Consigne A >> Citez mot pour mot le passage du texte sur la presse républicaine qui va de « Après 1868 et » jusqu'à « 19 décembre 1869). ».

== Texte cité

Après 1868 et la très relative libéralisation de l’Empire, c’est par la presse que les républicains reprennent l’offensive. Entre 1868 et 1869, on observe la naissance de 144 titres nouveaux, avec une tendance nette à la radicalisation des opinions hostiles au régime. La presse républicaine en bénéficie. La Lanterne (1868), puis La Marseillaise (1869) d’Henri Rochefort et Le Combat (1870) de Félix Pyat font partie de ces journaux, amplement diffusés, qui n’hésitent pas à se réclamer des réformes profondes que réclame la société moderne, et parfois veulent faire des indécis « des socialistes malgré eux » (La Marseillaise, 19 décembre 1869).

====

Consigne B >> Relevez chaque ligne de la liste ci-dessous qui contient le mot « whale ». Tenez compte des majuscules et des minuscules.

== Données disponibles

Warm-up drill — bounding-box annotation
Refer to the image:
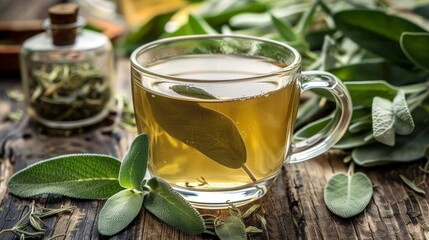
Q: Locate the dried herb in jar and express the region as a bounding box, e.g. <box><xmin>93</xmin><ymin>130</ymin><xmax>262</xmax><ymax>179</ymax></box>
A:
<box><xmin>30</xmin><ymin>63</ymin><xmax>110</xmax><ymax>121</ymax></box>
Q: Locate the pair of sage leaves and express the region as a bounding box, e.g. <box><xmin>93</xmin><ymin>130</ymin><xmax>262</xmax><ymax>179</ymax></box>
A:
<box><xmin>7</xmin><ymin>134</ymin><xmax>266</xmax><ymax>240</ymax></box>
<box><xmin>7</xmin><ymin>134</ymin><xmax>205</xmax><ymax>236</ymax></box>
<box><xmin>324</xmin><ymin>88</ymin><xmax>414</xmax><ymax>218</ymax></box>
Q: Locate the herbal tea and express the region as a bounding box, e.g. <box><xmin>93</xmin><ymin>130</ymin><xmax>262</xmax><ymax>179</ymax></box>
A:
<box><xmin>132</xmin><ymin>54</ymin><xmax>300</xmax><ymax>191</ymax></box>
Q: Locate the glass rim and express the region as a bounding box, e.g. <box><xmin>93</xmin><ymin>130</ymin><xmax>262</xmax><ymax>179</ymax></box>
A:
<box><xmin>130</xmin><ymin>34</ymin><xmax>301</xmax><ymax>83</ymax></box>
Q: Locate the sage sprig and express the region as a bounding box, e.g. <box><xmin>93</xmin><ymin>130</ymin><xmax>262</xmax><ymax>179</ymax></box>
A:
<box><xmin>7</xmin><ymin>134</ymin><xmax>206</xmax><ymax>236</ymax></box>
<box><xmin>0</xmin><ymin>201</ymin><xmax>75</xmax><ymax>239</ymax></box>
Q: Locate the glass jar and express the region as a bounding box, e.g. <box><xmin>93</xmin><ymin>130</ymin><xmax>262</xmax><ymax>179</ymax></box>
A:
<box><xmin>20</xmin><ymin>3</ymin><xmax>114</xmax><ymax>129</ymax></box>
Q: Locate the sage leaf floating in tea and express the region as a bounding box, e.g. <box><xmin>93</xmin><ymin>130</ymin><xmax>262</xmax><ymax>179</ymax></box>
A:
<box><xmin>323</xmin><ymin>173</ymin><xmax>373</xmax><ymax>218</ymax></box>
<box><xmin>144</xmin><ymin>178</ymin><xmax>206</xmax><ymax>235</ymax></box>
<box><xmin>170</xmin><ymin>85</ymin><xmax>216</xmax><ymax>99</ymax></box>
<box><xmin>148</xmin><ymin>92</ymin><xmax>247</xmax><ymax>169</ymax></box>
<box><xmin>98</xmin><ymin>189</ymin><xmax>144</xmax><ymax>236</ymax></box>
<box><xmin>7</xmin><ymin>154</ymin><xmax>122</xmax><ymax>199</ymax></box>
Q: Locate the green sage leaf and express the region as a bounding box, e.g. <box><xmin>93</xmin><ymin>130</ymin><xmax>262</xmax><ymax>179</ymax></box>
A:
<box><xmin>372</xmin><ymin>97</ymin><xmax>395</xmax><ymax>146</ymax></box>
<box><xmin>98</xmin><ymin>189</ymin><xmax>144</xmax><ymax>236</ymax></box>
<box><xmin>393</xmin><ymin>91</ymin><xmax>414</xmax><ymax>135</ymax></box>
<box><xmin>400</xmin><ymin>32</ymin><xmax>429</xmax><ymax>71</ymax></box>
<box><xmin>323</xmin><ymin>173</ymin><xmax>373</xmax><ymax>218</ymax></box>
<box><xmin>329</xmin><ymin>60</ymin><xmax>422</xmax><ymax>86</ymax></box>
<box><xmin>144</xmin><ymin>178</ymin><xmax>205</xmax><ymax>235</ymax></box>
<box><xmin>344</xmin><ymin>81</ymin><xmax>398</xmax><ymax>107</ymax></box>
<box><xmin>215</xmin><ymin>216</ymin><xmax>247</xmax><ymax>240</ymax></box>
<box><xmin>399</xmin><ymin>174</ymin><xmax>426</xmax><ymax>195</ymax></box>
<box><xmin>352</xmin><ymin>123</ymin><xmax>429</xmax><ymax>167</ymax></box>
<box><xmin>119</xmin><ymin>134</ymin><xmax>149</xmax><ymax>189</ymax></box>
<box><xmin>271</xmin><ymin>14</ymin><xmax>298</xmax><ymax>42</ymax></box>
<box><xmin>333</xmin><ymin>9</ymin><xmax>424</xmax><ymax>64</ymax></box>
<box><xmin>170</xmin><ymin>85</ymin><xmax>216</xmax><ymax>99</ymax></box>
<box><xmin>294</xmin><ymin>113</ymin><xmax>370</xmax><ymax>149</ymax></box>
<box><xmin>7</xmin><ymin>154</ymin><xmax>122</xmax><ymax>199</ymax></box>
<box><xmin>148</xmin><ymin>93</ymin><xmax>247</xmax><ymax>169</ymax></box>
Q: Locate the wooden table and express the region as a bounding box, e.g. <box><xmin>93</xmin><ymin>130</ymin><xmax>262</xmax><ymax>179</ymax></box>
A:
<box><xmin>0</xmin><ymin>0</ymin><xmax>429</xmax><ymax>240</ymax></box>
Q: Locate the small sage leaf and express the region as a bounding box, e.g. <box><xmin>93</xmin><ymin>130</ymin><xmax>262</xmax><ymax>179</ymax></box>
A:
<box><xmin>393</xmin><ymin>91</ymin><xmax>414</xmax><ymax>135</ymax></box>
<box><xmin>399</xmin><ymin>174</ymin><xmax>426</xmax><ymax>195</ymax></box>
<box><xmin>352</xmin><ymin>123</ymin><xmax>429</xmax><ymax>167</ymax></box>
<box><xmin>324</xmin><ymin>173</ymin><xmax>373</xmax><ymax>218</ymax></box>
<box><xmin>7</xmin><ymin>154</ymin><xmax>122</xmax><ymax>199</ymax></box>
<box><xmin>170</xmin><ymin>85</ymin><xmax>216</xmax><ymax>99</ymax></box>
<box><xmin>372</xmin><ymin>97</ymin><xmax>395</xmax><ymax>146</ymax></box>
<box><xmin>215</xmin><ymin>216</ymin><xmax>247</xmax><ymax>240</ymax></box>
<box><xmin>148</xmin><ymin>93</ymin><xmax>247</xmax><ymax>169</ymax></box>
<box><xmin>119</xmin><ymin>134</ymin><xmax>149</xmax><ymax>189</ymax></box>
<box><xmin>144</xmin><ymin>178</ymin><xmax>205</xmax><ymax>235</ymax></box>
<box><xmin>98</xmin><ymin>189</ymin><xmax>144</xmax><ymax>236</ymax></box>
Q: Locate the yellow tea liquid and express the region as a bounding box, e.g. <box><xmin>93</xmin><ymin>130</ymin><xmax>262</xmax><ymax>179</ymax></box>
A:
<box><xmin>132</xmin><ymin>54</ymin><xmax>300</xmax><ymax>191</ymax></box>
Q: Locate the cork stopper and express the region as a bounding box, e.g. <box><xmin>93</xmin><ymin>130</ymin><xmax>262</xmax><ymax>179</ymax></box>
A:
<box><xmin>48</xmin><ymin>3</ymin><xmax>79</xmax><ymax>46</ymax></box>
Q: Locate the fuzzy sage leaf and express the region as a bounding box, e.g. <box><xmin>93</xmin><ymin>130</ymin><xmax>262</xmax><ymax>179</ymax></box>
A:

====
== Données disponibles

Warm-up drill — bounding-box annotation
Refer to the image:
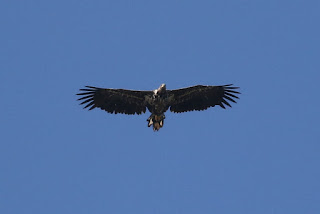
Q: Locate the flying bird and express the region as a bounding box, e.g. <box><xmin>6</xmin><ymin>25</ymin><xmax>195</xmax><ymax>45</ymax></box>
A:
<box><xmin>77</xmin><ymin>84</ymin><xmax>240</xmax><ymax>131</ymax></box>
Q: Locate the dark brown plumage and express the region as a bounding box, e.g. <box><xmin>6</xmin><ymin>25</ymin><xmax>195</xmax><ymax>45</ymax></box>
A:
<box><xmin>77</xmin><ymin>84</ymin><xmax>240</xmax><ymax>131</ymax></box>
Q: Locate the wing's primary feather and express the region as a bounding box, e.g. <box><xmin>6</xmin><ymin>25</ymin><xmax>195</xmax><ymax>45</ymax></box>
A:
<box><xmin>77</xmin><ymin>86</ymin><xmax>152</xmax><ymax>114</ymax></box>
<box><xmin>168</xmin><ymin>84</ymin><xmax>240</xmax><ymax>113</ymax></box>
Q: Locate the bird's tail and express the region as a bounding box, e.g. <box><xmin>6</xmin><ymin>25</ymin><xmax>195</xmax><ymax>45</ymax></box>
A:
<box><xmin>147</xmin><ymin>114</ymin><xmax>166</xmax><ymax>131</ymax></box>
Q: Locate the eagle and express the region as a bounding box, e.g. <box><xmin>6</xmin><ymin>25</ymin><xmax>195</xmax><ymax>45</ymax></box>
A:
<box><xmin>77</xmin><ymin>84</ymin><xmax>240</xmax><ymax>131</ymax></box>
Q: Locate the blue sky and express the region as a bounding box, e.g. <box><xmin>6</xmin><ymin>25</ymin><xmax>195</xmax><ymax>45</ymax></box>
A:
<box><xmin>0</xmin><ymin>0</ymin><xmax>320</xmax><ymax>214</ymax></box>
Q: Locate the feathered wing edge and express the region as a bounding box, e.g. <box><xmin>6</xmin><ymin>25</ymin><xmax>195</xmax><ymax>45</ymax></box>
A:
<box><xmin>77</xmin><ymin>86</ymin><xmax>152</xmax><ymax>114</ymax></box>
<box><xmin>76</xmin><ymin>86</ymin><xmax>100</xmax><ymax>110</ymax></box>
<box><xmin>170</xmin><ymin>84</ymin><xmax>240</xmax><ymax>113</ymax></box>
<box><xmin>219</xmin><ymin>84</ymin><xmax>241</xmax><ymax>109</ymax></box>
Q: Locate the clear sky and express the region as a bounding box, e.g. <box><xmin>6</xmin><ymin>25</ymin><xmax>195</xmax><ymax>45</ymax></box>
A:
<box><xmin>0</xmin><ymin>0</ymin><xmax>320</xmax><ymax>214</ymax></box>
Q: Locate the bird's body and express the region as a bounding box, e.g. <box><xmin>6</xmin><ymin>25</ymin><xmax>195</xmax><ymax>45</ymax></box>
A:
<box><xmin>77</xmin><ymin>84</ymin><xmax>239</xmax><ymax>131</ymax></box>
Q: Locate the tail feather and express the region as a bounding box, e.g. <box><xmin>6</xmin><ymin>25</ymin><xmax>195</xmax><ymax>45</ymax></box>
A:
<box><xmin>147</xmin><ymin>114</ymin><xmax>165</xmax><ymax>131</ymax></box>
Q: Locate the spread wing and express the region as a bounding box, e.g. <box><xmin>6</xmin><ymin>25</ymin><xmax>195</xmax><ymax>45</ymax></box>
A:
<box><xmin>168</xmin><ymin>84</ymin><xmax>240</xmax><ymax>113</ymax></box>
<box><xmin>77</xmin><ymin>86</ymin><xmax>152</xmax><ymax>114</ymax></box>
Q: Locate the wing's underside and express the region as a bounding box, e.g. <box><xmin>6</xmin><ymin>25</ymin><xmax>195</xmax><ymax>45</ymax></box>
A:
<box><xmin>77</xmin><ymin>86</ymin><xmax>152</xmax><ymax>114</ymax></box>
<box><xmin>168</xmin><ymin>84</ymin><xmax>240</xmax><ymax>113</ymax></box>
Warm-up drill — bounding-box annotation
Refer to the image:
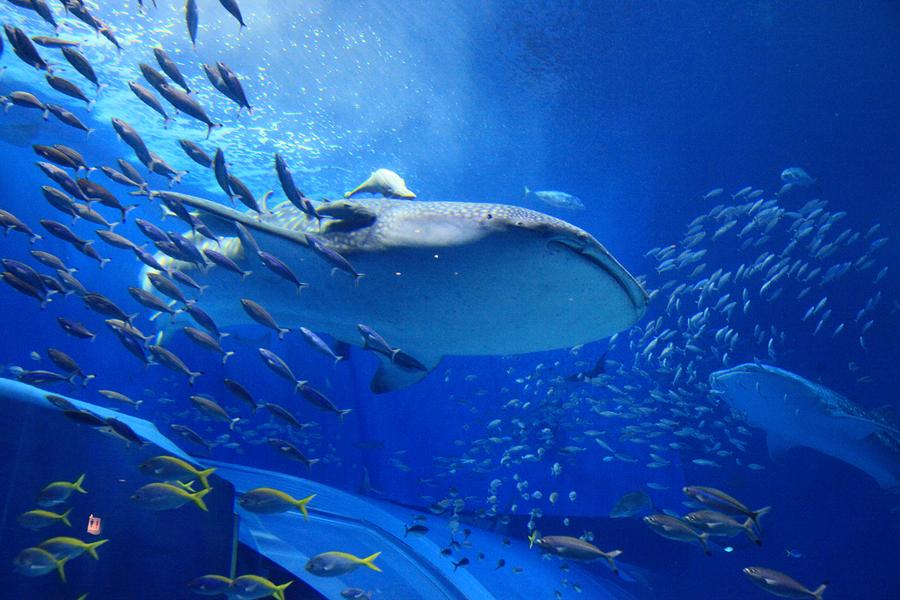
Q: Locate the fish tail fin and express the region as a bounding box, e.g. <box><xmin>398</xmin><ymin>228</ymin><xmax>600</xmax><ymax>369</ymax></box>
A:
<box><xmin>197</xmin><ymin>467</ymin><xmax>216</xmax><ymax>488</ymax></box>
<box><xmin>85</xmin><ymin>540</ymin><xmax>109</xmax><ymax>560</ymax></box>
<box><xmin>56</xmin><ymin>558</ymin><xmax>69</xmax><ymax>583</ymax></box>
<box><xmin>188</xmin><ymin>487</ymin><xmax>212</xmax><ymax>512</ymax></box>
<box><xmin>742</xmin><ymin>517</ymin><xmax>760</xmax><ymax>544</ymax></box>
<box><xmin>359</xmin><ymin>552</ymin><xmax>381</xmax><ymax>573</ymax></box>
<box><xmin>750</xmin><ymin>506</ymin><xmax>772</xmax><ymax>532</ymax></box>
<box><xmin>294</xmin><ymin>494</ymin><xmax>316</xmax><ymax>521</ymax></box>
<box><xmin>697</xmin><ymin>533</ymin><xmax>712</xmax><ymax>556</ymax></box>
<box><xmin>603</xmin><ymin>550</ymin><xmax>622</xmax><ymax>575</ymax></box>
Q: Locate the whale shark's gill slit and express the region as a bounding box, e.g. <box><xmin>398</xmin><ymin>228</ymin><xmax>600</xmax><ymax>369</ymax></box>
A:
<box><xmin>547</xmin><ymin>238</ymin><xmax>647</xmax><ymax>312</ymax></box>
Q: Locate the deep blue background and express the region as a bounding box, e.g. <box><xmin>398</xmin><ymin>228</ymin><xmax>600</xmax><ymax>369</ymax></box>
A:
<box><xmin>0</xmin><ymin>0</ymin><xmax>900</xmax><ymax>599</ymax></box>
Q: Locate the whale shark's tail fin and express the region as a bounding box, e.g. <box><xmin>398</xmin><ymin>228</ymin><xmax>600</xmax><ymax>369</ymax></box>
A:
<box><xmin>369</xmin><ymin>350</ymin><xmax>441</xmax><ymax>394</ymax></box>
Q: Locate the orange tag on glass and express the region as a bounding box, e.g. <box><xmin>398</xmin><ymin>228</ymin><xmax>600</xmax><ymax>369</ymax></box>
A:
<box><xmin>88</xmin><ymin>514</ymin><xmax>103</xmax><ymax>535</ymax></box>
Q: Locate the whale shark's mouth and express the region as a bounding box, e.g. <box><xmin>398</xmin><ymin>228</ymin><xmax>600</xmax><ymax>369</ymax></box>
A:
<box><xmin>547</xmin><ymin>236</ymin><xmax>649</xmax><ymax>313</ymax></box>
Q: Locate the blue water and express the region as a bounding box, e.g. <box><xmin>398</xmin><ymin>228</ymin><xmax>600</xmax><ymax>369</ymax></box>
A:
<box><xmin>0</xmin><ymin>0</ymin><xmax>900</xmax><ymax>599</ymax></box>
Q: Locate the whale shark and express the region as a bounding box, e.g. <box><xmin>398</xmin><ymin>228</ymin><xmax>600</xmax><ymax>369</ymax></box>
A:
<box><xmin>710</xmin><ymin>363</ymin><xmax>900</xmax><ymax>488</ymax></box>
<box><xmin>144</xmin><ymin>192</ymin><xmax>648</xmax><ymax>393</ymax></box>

====
== Données disponibles

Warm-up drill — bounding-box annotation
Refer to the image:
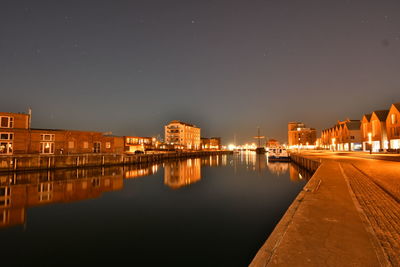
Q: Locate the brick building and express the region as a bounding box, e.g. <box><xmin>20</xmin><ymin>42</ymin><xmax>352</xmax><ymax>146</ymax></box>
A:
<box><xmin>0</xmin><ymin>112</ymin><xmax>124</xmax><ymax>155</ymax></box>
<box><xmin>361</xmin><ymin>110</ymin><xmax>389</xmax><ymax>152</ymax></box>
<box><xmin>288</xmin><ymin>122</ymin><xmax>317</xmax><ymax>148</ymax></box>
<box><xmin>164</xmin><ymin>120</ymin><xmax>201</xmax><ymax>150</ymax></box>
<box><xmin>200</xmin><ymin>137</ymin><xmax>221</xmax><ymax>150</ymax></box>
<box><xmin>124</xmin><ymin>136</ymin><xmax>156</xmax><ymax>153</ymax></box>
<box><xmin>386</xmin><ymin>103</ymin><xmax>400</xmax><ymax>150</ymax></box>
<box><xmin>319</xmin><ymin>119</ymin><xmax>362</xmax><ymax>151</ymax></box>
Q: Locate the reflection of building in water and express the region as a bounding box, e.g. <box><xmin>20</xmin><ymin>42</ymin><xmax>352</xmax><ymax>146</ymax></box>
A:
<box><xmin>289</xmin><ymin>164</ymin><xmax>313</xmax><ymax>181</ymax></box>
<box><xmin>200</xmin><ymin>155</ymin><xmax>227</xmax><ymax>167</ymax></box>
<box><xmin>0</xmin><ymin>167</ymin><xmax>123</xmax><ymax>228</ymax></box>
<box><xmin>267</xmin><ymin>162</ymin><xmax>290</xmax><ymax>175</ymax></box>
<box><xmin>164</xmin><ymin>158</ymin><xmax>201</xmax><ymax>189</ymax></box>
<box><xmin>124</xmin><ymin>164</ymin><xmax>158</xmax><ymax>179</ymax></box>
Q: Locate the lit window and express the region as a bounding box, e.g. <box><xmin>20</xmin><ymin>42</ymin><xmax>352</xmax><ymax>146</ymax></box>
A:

====

Réponse rédigée A >>
Après 1868 et la très relative libéralisation de l’Empire, c’est par la presse que les républicains reprennent l’offensive. Entre 1868 et 1869, on observe la naissance de 144 titres nouveaux, avec une tendance nette à la radicalisation des opinions hostiles au régime. La presse républicaine en bénéficie. La Lanterne (1868), puis La Marseillaise (1869) d’Henri Rochefort et Le Combat (1870) de Félix Pyat font partie de ces journaux, amplement diffusés, qui n’hésitent pas à se réclamer des réformes profondes que réclame la société moderne, et parfois veulent faire des indécis « des socialistes malgré eux » (La Marseillaise, 19 décembre 1869).

Réponse rédigée B >>
Q: Locate the whale shark's gill slit and express the region as a bounding box, e.g. <box><xmin>398</xmin><ymin>228</ymin><xmax>600</xmax><ymax>369</ymax></box>
Q: Locate the whale shark's tail fin and express the region as a bounding box, e.g. <box><xmin>398</xmin><ymin>228</ymin><xmax>600</xmax><ymax>369</ymax></box>
Q: Locate the whale shark's mouth and express the region as a bounding box, e.g. <box><xmin>398</xmin><ymin>228</ymin><xmax>600</xmax><ymax>369</ymax></box>
Q: Locate the whale shark and express the region as a bounding box, e.g. <box><xmin>398</xmin><ymin>228</ymin><xmax>600</xmax><ymax>369</ymax></box>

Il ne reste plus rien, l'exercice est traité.